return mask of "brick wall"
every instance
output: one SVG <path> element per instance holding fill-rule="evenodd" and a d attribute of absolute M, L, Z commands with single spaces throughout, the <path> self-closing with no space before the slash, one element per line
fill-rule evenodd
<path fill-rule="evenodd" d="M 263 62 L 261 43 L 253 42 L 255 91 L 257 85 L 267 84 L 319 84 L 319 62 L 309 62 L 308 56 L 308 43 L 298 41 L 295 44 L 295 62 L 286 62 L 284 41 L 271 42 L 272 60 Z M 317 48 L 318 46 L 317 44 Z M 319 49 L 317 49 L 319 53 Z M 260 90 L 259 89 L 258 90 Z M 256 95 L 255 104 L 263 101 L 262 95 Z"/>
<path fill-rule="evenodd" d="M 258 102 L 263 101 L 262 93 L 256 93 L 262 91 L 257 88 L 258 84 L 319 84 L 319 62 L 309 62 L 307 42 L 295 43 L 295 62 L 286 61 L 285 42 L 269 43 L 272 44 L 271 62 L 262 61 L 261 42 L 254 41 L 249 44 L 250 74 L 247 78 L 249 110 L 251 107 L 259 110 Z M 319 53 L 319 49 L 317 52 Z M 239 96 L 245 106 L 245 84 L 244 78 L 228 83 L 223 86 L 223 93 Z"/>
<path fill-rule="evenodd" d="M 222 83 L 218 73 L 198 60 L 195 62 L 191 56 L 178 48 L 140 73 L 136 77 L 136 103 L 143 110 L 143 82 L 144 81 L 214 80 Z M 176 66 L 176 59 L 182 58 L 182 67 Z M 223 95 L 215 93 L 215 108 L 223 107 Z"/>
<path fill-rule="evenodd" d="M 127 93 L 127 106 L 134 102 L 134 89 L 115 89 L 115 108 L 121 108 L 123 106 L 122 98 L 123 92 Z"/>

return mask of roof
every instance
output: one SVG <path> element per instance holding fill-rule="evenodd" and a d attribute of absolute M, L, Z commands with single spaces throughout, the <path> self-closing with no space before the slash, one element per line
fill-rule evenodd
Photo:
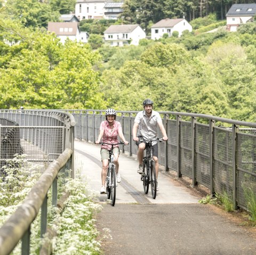
<path fill-rule="evenodd" d="M 231 6 L 226 16 L 254 16 L 255 14 L 256 4 L 236 4 Z"/>
<path fill-rule="evenodd" d="M 48 22 L 47 31 L 54 32 L 58 36 L 76 35 L 78 22 Z"/>
<path fill-rule="evenodd" d="M 120 8 L 124 4 L 123 2 L 109 2 L 107 3 L 105 5 L 105 8 Z"/>
<path fill-rule="evenodd" d="M 76 0 L 77 3 L 104 3 L 106 0 Z"/>
<path fill-rule="evenodd" d="M 104 31 L 104 33 L 130 33 L 137 27 L 139 27 L 138 24 L 133 25 L 111 25 Z"/>
<path fill-rule="evenodd" d="M 152 26 L 151 28 L 172 28 L 184 19 L 164 19 Z"/>
<path fill-rule="evenodd" d="M 77 22 L 79 21 L 79 20 L 75 14 L 62 14 L 60 17 L 60 19 L 63 21 L 70 21 L 73 17 L 77 20 Z"/>

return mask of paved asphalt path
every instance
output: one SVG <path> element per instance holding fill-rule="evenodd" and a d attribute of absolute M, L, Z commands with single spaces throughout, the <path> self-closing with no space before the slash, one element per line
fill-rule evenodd
<path fill-rule="evenodd" d="M 102 210 L 96 216 L 104 254 L 256 254 L 255 235 L 198 203 L 195 197 L 171 177 L 159 173 L 159 191 L 155 200 L 143 191 L 137 173 L 138 162 L 121 154 L 122 181 L 117 188 L 115 207 L 100 195 L 100 146 L 75 141 L 76 168 L 98 196 Z"/>

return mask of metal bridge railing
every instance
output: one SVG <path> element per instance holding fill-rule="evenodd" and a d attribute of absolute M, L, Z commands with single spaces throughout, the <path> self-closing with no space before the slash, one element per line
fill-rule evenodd
<path fill-rule="evenodd" d="M 47 226 L 47 193 L 52 188 L 52 204 L 57 203 L 61 178 L 58 173 L 71 170 L 74 177 L 73 116 L 57 110 L 0 110 L 1 166 L 15 154 L 25 154 L 27 161 L 40 165 L 42 172 L 15 212 L 0 228 L 0 254 L 9 254 L 22 240 L 22 254 L 30 254 L 30 226 L 41 209 L 43 236 Z M 37 168 L 38 169 L 38 168 Z M 0 175 L 4 175 L 4 170 Z"/>
<path fill-rule="evenodd" d="M 67 110 L 77 123 L 75 137 L 95 141 L 105 110 Z M 137 111 L 117 111 L 117 120 L 129 146 L 123 150 L 135 154 L 132 127 Z M 196 113 L 159 112 L 169 140 L 159 144 L 159 163 L 223 195 L 225 192 L 237 207 L 247 209 L 245 187 L 256 194 L 256 122 L 240 121 Z M 160 130 L 158 135 L 161 136 Z"/>

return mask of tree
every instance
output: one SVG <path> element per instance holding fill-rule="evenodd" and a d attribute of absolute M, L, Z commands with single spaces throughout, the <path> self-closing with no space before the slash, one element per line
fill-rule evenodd
<path fill-rule="evenodd" d="M 147 48 L 141 56 L 141 61 L 151 67 L 167 67 L 173 71 L 189 58 L 187 51 L 180 45 L 161 43 Z"/>
<path fill-rule="evenodd" d="M 102 36 L 94 34 L 90 35 L 88 43 L 93 50 L 99 48 L 104 43 Z"/>

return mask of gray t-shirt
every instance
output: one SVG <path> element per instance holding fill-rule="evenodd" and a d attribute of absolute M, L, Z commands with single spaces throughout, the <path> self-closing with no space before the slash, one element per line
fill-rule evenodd
<path fill-rule="evenodd" d="M 157 123 L 160 122 L 162 123 L 160 114 L 155 111 L 152 111 L 149 118 L 147 116 L 145 111 L 139 112 L 134 119 L 134 122 L 139 124 L 137 136 L 142 136 L 148 140 L 156 138 Z M 157 143 L 157 141 L 153 142 L 152 144 Z"/>

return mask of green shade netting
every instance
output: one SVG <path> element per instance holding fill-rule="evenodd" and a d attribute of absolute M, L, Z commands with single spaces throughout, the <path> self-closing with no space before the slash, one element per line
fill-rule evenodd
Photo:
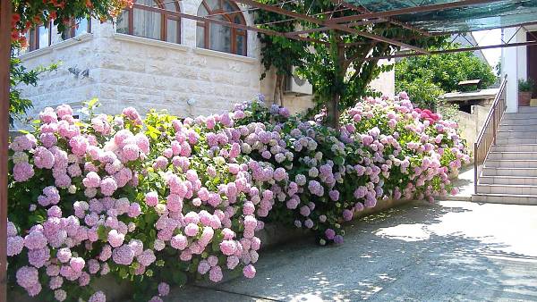
<path fill-rule="evenodd" d="M 388 12 L 430 4 L 450 4 L 449 0 L 347 0 L 371 12 Z M 489 4 L 448 8 L 393 16 L 430 32 L 474 31 L 537 21 L 537 0 L 504 0 Z"/>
....................
▶ [DESCRIPTION OF THE TASK] Format every line of the listing above as a Markdown table with a No. column for the row number and a Text column for the line. Skip blank lines and leave out the pictures.

▶ [OUTPUT BELOW]
| No. | Text |
|---|---|
| 1 | return mask of "brick wall" |
| 2 | every instance |
| 3 | output: one SVG <path> element per instance holding fill-rule="evenodd" and a d attribute of absolute M, L, Z commands with single spaces throughout, the <path> self-closing with no space before the slash, one element per line |
| 4 | fill-rule evenodd |
| 5 | <path fill-rule="evenodd" d="M 263 62 L 261 43 L 253 42 L 255 91 L 257 85 L 267 84 L 319 84 L 319 62 L 309 62 L 308 56 L 308 43 L 298 41 L 295 44 L 295 62 L 286 62 L 284 41 L 271 42 L 272 60 Z M 317 48 L 318 46 L 317 44 Z M 319 49 L 317 49 L 319 53 Z M 260 90 L 259 89 L 258 90 Z M 256 95 L 255 104 L 263 101 L 262 95 Z"/> |
| 6 | <path fill-rule="evenodd" d="M 258 102 L 263 101 L 262 93 L 256 93 L 262 91 L 257 88 L 258 84 L 319 84 L 319 62 L 309 62 L 307 42 L 295 43 L 295 62 L 286 61 L 285 42 L 269 43 L 272 44 L 271 62 L 262 61 L 261 42 L 254 41 L 249 44 L 250 74 L 247 78 L 249 110 L 251 107 L 259 110 Z M 319 53 L 319 49 L 317 52 Z M 239 96 L 245 106 L 245 84 L 244 78 L 228 83 L 223 86 L 223 93 Z"/> |
| 7 | <path fill-rule="evenodd" d="M 222 83 L 218 73 L 198 60 L 195 62 L 191 56 L 178 48 L 140 73 L 136 77 L 136 103 L 143 110 L 143 82 L 144 81 L 214 80 Z M 176 66 L 176 59 L 182 58 L 182 67 Z M 223 95 L 215 93 L 215 108 L 223 107 Z"/> |
| 8 | <path fill-rule="evenodd" d="M 127 93 L 127 106 L 134 102 L 134 89 L 115 89 L 115 108 L 121 108 L 123 106 L 122 98 L 123 92 Z"/> |
| 9 | return mask of roof |
| 10 | every instance |
| 11 | output: one SVG <path> element per instance holding fill-rule="evenodd" and a d attribute of absolute M, L, Z commands with single spaces throughout, the <path> self-closing with no space before the slash, one element per line |
| 12 | fill-rule evenodd |
| 13 | Photo: |
| 14 | <path fill-rule="evenodd" d="M 231 6 L 226 16 L 254 16 L 255 14 L 256 4 L 236 4 Z"/> |
| 15 | <path fill-rule="evenodd" d="M 48 22 L 47 31 L 54 32 L 58 36 L 76 35 L 78 22 Z"/> |
| 16 | <path fill-rule="evenodd" d="M 120 8 L 124 4 L 123 2 L 109 2 L 107 3 L 105 5 L 105 8 Z"/> |
| 17 | <path fill-rule="evenodd" d="M 76 0 L 77 3 L 104 3 L 106 0 Z"/> |
| 18 | <path fill-rule="evenodd" d="M 104 31 L 104 33 L 130 33 L 137 27 L 139 27 L 138 24 L 133 25 L 111 25 Z"/> |
| 19 | <path fill-rule="evenodd" d="M 152 26 L 151 28 L 172 28 L 184 19 L 164 19 Z"/> |
| 20 | <path fill-rule="evenodd" d="M 77 22 L 79 21 L 79 20 L 75 14 L 62 14 L 60 17 L 60 19 L 63 21 L 70 21 L 73 17 L 77 20 Z"/> |
| 21 | return mask of paved asphalt path |
| 22 | every instance |
| 23 | output: one SVG <path> element per instance holding fill-rule="evenodd" and a d attribute of absolute M, L, Z commands with single spaces throughout, the <path> self-closing with no space before the slash, one element per line |
| 24 | fill-rule evenodd |
| 25 | <path fill-rule="evenodd" d="M 102 210 L 96 216 L 104 254 L 256 254 L 255 235 L 198 203 L 195 197 L 171 177 L 159 173 L 159 191 L 155 200 L 143 191 L 137 173 L 138 162 L 121 154 L 122 181 L 117 188 L 115 207 L 100 195 L 100 146 L 75 141 L 76 168 L 98 196 Z"/> |
| 26 | return mask of metal bridge railing |
| 27 | every instance |
| 28 | output: one SVG <path> element per instance holding fill-rule="evenodd" and a d attribute of absolute M, L, Z commands with single spaces throughout, the <path> self-closing with no space before the slash, one element per line |
| 29 | fill-rule evenodd |
| 30 | <path fill-rule="evenodd" d="M 47 226 L 47 193 L 52 188 L 52 204 L 57 203 L 61 178 L 58 173 L 71 170 L 74 177 L 73 116 L 57 110 L 0 110 L 1 166 L 15 154 L 25 154 L 27 161 L 40 165 L 42 172 L 15 212 L 0 228 L 0 254 L 9 254 L 22 240 L 22 254 L 30 254 L 30 226 L 41 209 L 43 236 Z M 37 168 L 38 169 L 38 168 Z M 0 175 L 4 175 L 4 170 Z"/> |
| 31 | <path fill-rule="evenodd" d="M 67 110 L 77 123 L 75 137 L 95 141 L 105 110 Z M 137 111 L 117 111 L 117 120 L 129 146 L 123 150 L 135 154 L 132 127 Z M 196 113 L 159 112 L 169 140 L 159 144 L 159 163 L 223 195 L 225 192 L 237 207 L 247 209 L 245 187 L 256 194 L 256 122 L 240 121 Z M 160 130 L 158 135 L 161 136 Z"/> |
| 32 | return mask of tree |
| 33 | every instance |
| 34 | output: one SVG <path> element per instance holding fill-rule="evenodd" and a d attribute of absolute M, L, Z commands with single spaces throughout, the <path> self-closing with no space before the slash, one element per line |
| 35 | fill-rule evenodd |
| 36 | <path fill-rule="evenodd" d="M 147 48 L 141 56 L 141 61 L 151 67 L 167 67 L 173 71 L 189 58 L 187 51 L 180 45 L 161 43 Z"/> |
| 37 | <path fill-rule="evenodd" d="M 102 36 L 94 34 L 90 35 L 88 43 L 93 50 L 99 48 L 104 43 Z"/> |
| 38 | return mask of gray t-shirt |
| 39 | every instance |
| 40 | output: one SVG <path> element per instance holding fill-rule="evenodd" and a d attribute of absolute M, L, Z commands with single spaces throughout, the <path> self-closing with no space before the slash, one element per line |
| 41 | fill-rule evenodd |
| 42 | <path fill-rule="evenodd" d="M 157 123 L 160 122 L 162 123 L 160 114 L 155 111 L 152 111 L 149 118 L 147 116 L 145 111 L 139 112 L 134 119 L 134 122 L 139 124 L 137 136 L 142 136 L 148 140 L 156 138 Z M 157 143 L 157 141 L 153 142 L 152 144 Z"/> |
| 43 | return mask of green shade netting |
| 44 | every instance |
| 45 | output: one SVG <path> element per instance holding fill-rule="evenodd" and a d attribute of absolute M, L, Z commands with single spaces throughout, the <path> self-closing with no space before the slash, one element per line |
| 46 | fill-rule evenodd |
| 47 | Photo: |
| 48 | <path fill-rule="evenodd" d="M 388 12 L 430 4 L 450 4 L 449 0 L 347 0 L 371 12 Z M 489 4 L 448 8 L 393 16 L 430 32 L 474 31 L 537 21 L 537 0 L 504 0 Z"/> |